(TEXT FOR ANALYSIS)

Posted Oct 22 2008 4:37pm

U.S. makers of pet food and all other animal feed will be prevented from using certain materials from cattle at the greatest risk for spreading mad cow disease under a rule that regulators finalized.

The U.S. Food and Drug Administration, which oversees animal feed, said excluding high-risk materials from cattle 30 months of age or older from all animal feed will prevent any accidental cross-contamination between ruminant feed (intended for animals such as cattle) and non-ruminant feed or feed ingredients.

Contamination could occur during manufacture, transport or through the accidental misfeeding of non-ruminant feed to ruminant animals.

Canada and the United States banned the inclusion of protein from cows and other ruminant animals such as goats and sheep in cattle feed in 1997, following a mad cow outbreak in Britain.

The measure issued today finalizes a proposed rule opened for public comment in October 2005. It goes into effect on April 23, 2009.

(End TEXT FOR ANALYSIS)

▶ _WHAT NEEDS TO BE DONE_
Repeat word for word the stretch of the article on the FDA animal feed rule from "The U.S. Food" through "outbreak in Britain.". The entries that come next have nothing to do with the article on the FDA animal feed rule.

(DATASET RECORDS)

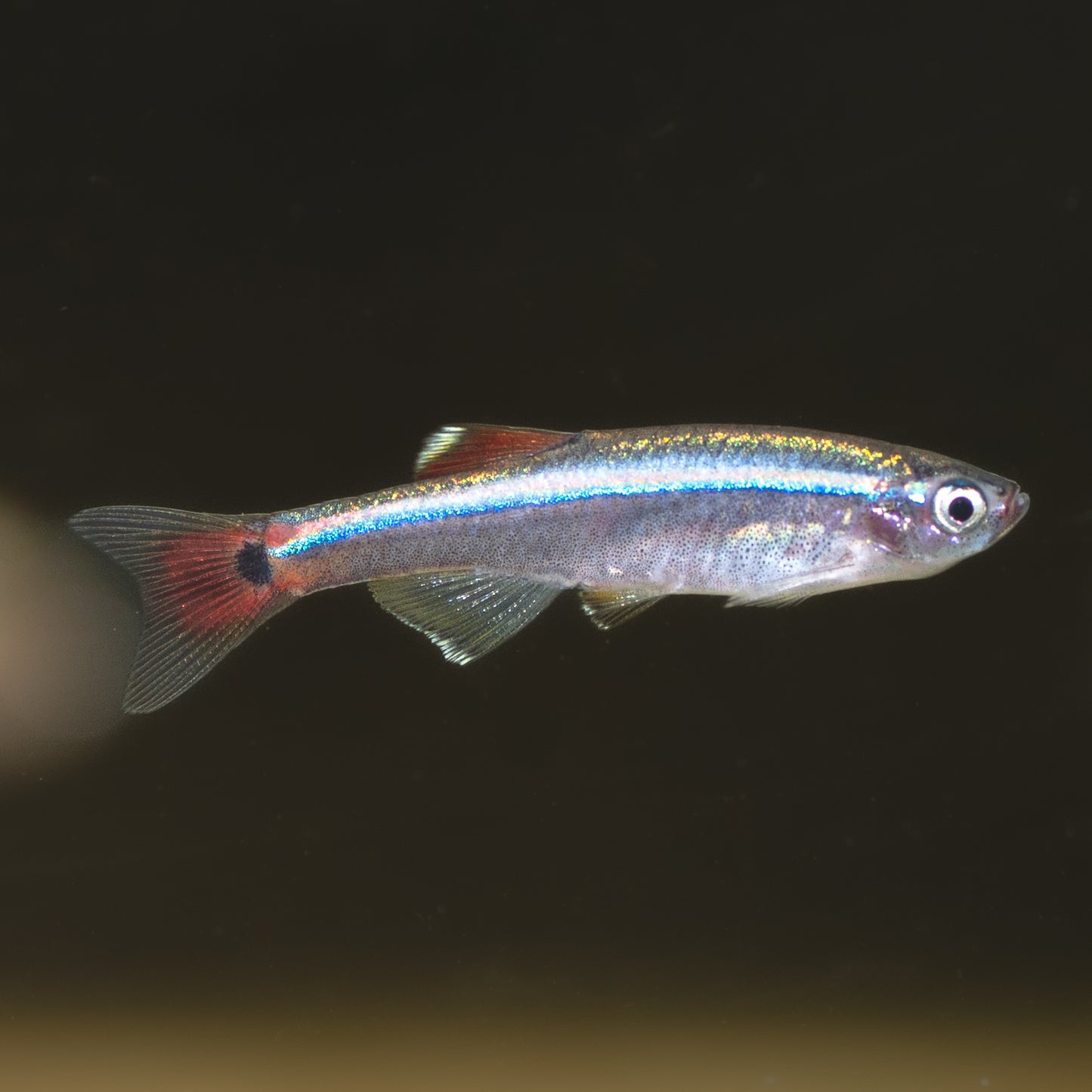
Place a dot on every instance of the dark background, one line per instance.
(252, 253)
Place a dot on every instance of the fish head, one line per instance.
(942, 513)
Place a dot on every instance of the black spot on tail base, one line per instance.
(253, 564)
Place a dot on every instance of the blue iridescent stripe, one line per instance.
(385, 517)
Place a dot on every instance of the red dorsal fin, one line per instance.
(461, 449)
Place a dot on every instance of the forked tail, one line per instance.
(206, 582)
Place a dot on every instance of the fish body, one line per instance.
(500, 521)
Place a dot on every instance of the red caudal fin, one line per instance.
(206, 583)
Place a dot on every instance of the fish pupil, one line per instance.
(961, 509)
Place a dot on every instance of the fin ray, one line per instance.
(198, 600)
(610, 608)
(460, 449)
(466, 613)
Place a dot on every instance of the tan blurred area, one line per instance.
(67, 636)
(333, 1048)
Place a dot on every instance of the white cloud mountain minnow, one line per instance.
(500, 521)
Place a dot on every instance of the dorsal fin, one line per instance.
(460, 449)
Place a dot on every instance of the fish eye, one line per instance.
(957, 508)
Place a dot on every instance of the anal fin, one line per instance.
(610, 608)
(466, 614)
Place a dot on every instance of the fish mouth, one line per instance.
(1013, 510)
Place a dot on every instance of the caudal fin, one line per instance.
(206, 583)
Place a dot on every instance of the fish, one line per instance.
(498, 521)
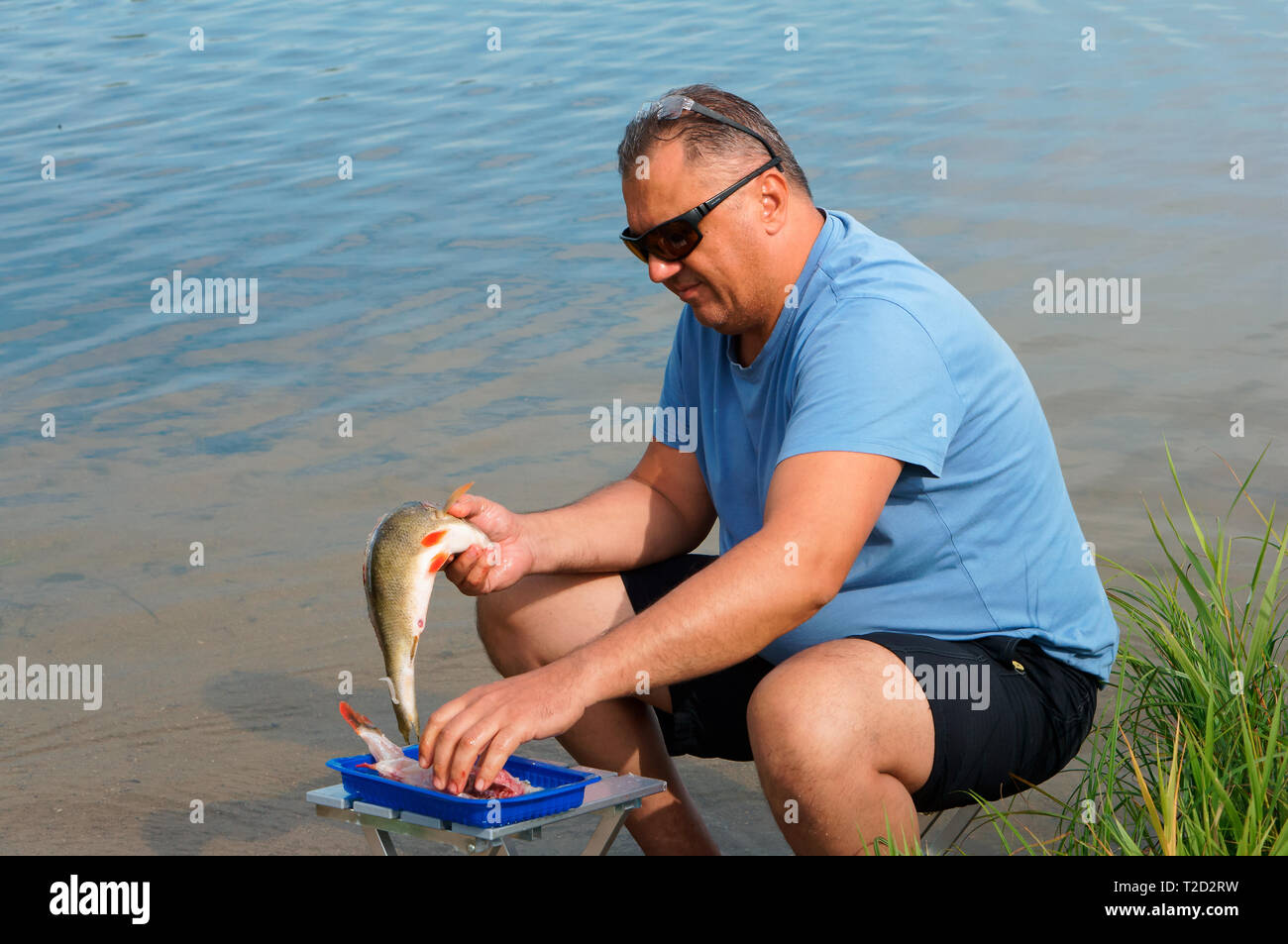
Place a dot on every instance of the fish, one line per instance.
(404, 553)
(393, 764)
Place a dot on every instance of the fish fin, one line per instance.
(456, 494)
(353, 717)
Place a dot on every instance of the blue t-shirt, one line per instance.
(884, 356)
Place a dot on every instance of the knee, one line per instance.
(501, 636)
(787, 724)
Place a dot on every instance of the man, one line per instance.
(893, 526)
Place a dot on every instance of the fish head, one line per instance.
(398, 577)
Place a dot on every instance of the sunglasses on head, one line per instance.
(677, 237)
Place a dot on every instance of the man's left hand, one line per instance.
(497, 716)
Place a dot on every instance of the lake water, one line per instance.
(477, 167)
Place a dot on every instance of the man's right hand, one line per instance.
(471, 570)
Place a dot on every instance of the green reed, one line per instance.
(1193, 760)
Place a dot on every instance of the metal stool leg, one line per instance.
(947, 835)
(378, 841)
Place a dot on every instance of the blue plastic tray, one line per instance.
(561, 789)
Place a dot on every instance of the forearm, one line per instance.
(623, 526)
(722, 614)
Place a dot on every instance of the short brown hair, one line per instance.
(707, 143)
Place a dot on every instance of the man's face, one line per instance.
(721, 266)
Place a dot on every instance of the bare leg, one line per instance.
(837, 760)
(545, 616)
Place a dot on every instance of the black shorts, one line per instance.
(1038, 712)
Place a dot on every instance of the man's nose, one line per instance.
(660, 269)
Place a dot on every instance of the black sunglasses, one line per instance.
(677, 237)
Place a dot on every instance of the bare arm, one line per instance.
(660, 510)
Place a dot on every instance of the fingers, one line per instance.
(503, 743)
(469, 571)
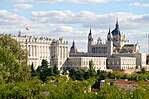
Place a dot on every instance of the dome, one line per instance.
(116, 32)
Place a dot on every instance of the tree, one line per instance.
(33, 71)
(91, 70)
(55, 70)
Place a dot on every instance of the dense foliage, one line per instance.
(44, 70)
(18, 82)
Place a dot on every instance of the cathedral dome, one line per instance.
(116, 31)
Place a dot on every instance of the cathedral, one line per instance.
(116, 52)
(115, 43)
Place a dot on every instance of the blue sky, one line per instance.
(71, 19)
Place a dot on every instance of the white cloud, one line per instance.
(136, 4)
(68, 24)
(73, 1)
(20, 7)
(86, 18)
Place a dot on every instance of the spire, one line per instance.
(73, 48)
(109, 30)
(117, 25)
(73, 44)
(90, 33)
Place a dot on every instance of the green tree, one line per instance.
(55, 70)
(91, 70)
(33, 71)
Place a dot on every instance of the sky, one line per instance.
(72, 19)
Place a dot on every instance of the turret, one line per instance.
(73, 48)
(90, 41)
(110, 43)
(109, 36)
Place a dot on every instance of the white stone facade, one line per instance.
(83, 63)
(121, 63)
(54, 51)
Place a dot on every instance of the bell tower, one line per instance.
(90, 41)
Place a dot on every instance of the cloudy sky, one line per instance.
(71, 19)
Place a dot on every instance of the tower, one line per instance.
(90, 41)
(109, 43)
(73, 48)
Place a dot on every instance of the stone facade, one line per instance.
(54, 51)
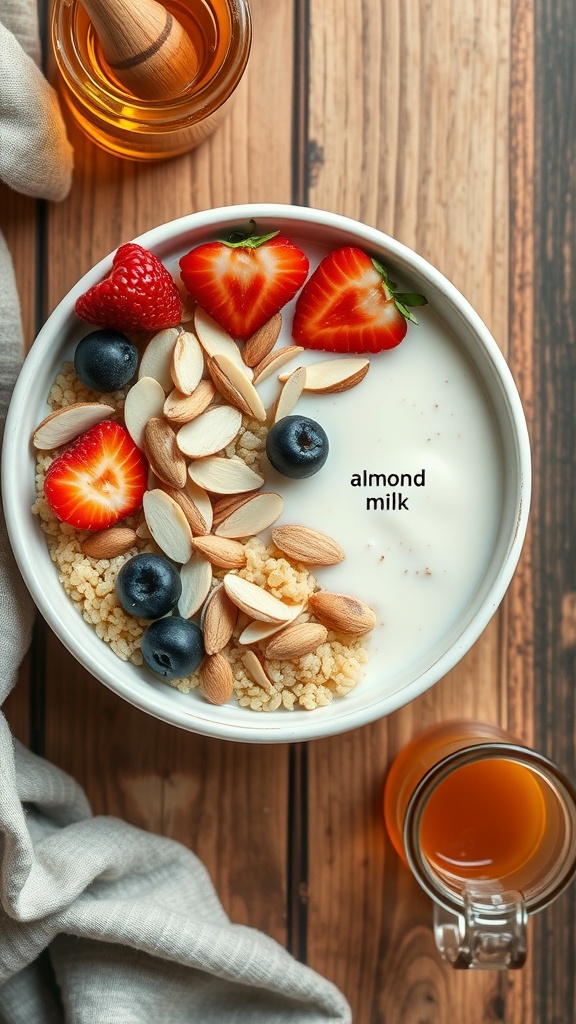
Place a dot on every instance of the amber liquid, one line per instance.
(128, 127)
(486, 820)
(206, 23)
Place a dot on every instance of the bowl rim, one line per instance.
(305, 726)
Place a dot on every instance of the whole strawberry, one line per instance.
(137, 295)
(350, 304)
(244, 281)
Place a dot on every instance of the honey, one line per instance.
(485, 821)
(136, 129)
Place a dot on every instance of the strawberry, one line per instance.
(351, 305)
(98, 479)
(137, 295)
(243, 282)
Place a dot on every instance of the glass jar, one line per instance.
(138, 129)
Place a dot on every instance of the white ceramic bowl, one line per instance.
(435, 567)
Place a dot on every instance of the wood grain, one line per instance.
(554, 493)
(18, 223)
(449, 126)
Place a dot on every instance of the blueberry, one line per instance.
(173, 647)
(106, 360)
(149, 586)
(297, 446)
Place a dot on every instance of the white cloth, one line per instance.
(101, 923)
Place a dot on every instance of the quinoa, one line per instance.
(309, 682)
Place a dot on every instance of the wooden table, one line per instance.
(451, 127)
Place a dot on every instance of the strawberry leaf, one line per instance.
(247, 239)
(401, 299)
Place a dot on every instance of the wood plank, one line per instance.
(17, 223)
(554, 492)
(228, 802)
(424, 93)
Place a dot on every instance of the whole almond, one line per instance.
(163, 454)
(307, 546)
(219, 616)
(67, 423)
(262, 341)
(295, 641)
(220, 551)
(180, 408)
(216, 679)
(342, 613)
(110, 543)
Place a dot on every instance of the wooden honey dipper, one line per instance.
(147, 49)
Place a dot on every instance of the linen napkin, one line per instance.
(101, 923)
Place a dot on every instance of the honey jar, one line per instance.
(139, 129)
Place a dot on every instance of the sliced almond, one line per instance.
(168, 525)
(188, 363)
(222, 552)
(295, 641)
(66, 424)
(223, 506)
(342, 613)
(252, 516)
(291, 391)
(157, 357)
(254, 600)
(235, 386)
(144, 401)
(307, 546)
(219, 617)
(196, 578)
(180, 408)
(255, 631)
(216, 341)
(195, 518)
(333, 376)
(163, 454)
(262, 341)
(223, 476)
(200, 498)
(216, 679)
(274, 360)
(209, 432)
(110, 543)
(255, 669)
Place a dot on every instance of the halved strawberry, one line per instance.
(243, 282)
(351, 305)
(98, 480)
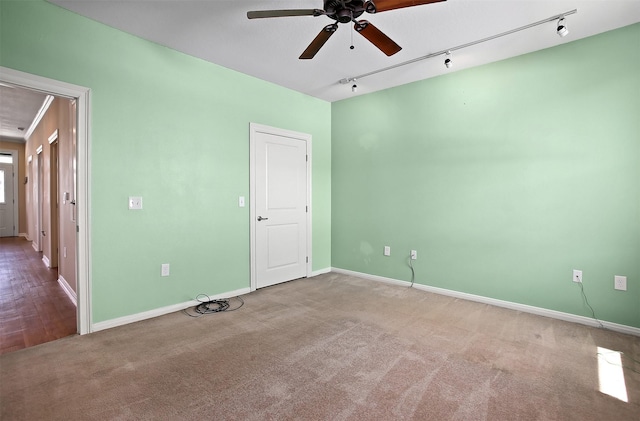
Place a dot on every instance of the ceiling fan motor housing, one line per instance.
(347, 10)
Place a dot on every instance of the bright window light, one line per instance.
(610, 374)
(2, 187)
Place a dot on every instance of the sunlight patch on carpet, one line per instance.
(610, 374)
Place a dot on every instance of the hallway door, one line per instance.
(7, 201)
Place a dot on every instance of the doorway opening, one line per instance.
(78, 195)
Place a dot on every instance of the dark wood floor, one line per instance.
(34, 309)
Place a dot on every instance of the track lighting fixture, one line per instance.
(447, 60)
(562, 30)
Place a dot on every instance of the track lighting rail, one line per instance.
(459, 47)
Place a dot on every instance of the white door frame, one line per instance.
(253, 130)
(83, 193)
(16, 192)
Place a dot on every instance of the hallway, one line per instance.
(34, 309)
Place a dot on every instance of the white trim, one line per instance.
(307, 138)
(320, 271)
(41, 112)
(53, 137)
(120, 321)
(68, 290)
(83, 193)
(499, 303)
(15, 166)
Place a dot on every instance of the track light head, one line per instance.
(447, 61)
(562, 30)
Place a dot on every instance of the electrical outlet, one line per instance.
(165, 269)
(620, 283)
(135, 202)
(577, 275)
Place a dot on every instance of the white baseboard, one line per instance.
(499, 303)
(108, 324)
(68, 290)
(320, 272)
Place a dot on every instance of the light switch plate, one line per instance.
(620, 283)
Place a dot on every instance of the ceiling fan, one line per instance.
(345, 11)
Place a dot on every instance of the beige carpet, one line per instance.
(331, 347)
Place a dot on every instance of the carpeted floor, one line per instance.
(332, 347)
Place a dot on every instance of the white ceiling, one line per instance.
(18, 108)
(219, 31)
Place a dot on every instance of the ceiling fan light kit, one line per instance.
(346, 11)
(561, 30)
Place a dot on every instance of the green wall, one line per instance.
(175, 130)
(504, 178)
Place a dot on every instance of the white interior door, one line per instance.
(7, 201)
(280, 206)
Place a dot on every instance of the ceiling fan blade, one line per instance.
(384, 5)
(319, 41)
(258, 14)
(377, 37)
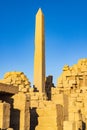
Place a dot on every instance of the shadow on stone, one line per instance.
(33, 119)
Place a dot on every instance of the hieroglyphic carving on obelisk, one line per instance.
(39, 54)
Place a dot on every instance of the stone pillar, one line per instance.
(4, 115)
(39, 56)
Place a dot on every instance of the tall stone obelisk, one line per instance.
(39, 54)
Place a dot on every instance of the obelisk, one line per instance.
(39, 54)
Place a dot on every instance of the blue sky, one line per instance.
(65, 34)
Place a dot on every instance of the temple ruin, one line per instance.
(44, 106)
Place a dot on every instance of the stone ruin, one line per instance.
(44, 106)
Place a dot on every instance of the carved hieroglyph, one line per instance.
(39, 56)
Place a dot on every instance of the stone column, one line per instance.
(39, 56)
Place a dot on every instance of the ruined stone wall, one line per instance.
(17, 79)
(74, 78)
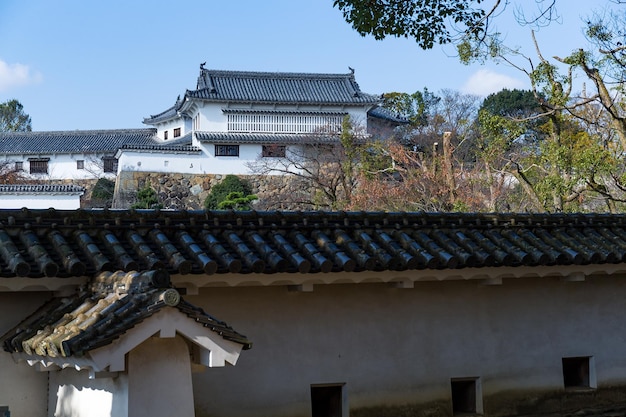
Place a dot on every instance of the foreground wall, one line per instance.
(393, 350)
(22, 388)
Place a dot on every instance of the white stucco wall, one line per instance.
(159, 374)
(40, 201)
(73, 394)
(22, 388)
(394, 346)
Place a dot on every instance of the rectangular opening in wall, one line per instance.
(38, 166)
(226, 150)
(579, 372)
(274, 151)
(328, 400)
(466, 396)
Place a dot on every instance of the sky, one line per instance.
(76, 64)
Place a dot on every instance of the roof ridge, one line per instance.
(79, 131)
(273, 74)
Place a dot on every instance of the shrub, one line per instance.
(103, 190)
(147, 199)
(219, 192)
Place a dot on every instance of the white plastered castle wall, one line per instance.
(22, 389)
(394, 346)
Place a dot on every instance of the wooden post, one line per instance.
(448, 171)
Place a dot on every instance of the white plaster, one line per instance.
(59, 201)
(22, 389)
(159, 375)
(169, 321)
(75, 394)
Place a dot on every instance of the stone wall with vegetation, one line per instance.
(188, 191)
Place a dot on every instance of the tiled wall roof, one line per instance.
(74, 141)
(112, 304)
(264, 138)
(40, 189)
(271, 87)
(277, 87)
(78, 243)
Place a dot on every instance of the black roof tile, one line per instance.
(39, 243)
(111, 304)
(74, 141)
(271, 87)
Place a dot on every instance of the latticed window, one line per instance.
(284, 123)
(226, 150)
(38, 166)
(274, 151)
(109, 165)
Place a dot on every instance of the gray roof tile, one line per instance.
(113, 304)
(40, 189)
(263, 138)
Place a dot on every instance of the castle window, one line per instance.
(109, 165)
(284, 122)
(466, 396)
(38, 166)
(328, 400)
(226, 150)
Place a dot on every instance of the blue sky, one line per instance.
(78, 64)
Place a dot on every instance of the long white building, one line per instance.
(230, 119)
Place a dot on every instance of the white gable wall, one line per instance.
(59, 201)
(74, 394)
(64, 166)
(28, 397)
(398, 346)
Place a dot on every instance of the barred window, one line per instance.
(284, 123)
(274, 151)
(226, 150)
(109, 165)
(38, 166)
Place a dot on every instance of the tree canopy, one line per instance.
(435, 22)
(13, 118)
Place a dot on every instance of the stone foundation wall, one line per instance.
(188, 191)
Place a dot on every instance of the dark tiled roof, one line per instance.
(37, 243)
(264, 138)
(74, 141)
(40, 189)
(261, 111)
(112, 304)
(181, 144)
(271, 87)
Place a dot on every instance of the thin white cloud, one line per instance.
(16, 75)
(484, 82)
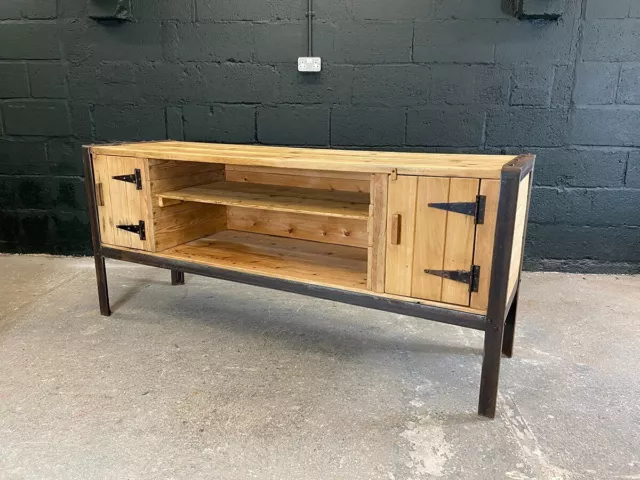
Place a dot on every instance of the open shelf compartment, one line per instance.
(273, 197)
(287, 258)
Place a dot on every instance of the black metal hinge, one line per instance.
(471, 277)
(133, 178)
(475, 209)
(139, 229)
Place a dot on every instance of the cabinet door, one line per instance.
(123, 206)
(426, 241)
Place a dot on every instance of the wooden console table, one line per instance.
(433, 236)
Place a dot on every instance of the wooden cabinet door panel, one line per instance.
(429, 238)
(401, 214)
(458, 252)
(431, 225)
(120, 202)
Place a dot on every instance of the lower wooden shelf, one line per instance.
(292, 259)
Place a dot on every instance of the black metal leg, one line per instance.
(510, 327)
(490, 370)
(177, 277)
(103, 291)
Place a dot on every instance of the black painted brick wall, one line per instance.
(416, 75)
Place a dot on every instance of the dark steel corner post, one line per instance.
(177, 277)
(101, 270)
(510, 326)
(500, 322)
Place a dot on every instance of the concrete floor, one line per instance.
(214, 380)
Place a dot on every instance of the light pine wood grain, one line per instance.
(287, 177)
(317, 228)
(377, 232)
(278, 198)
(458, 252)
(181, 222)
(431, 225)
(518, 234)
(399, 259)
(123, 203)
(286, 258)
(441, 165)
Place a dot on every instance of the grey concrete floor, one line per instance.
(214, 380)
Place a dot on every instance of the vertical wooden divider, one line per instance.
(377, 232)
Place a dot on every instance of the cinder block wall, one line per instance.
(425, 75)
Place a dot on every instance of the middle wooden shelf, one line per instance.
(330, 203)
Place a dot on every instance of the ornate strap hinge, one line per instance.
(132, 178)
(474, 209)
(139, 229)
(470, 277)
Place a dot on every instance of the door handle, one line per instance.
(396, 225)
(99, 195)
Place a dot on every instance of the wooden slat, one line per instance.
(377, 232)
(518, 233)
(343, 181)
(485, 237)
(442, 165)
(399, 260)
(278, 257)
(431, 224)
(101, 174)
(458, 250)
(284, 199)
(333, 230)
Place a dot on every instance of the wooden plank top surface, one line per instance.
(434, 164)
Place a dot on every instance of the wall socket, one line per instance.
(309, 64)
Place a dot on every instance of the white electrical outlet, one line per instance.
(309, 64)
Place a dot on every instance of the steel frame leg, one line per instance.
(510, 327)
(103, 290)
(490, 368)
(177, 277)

(End DATASET RECORDS)

▶ _RESPONSE FOR THIS EXERCISE_
The U.S. Food and Drug Administration, which oversees animal feed, said excluding high-risk materials from cattle 30 months of age or older from all animal feed will prevent any accidental cross-contamination between ruminant feed (intended for animals such as cattle) and non-ruminant feed or feed ingredients.

Contamination could occur during manufacture, transport or through the accidental misfeeding of non-ruminant feed to ruminant animals.

Canada and the United States banned the inclusion of protein from cows and other ruminant animals such as goats and sheep in cattle feed in 1997, following a mad cow outbreak in Britain.